Items stored from a collection:
>> Start

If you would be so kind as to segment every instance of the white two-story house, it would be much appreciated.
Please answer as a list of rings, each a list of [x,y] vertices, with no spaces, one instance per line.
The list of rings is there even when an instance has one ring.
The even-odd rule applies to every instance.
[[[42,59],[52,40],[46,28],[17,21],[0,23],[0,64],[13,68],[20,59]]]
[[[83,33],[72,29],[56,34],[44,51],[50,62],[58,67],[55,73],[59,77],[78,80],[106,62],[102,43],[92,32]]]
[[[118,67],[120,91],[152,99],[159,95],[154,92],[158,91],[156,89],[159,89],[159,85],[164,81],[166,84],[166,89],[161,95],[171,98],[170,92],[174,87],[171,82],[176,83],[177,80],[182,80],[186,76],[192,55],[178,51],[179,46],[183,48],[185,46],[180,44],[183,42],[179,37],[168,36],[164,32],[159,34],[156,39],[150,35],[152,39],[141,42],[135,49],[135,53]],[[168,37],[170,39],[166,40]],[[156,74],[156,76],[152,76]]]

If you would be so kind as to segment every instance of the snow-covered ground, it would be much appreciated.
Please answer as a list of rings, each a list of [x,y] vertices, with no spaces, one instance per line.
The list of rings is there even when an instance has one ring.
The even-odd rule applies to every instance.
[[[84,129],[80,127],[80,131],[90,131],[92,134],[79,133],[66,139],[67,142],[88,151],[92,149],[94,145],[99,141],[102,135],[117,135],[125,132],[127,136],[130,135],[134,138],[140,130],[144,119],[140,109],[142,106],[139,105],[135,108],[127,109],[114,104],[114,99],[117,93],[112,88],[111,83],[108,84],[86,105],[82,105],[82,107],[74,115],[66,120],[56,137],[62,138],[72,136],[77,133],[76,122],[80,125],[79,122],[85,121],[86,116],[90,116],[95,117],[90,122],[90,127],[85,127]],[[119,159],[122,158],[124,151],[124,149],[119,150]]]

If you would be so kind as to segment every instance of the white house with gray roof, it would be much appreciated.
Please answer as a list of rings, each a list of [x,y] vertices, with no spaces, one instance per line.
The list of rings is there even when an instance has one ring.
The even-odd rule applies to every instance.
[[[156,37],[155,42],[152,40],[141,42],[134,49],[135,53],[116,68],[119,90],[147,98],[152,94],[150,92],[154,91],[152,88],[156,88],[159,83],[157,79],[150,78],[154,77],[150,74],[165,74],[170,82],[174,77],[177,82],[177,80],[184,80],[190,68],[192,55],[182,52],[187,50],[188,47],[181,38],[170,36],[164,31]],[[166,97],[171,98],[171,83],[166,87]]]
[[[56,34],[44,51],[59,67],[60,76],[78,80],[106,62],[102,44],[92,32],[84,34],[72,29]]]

>> End

▶ _Goal of the exercise_
Return every item above verbatim, leaving each one unaltered.

▶ _Exercise response_
If you would be so kind as to segment every instance of the white two-story house, it would be much appreciated.
Please answer as a list of rings, each a list of [x,y] vertices, with no spaces, one instance per line.
The list of rings is there even when an instance has one ring.
The even-odd rule applies to every instance.
[[[42,59],[52,40],[46,28],[17,21],[0,23],[0,64],[13,68],[20,59]]]
[[[83,33],[72,29],[56,34],[44,51],[50,62],[58,67],[55,73],[59,77],[78,80],[106,62],[102,43],[92,32]]]
[[[118,67],[120,91],[152,99],[159,95],[154,92],[158,91],[156,89],[159,89],[159,85],[164,81],[166,84],[166,89],[161,95],[171,98],[170,92],[174,87],[171,82],[176,83],[177,80],[182,80],[186,76],[192,55],[178,51],[179,46],[183,48],[185,46],[180,44],[183,42],[179,37],[168,36],[164,32],[159,34],[156,39],[150,35],[152,39],[141,42],[135,49],[135,53]],[[168,37],[170,39],[166,40]],[[156,74],[156,76],[152,76]]]

If you would be so kind as to segment every instance of the snow-covered ground, it would be much appreciated.
Please answer as a list of rings, each a list of [x,y] vertices, with no spaces, one instance per line.
The list of rings is there even when an instance has one ring.
The even-odd rule applies to every instance.
[[[84,129],[80,127],[80,131],[90,131],[92,134],[79,133],[66,139],[67,142],[88,151],[92,149],[94,145],[99,141],[102,135],[117,135],[125,132],[127,136],[130,135],[134,138],[140,130],[144,119],[140,109],[142,106],[139,105],[135,108],[127,109],[114,104],[114,99],[117,93],[112,88],[111,83],[108,84],[86,105],[82,105],[82,107],[74,115],[66,120],[56,137],[62,138],[72,136],[77,133],[76,122],[80,125],[79,122],[85,121],[86,116],[90,116],[95,117],[90,122],[90,127],[85,127]],[[119,159],[122,158],[124,151],[124,149],[119,150]]]

If you would be so kind as to segment every instance of the white house with gray roof, it would be much appreciated.
Please answer as a list of rings, each a list of [x,y] vertices, with no spaces, one instance per line.
The list of rings is there even when an instance has one ring.
The even-odd rule applies to every instance.
[[[156,37],[155,42],[152,40],[141,42],[134,49],[135,53],[116,68],[119,90],[147,98],[152,94],[150,92],[154,91],[152,88],[156,88],[159,83],[157,79],[150,78],[154,77],[150,74],[165,74],[170,82],[174,77],[177,82],[177,80],[184,80],[190,68],[192,55],[182,52],[187,50],[188,47],[181,38],[170,36],[164,31]],[[166,97],[171,98],[171,83],[166,87]]]
[[[56,34],[44,51],[59,67],[60,76],[78,80],[106,62],[102,44],[92,32],[84,34],[72,29]]]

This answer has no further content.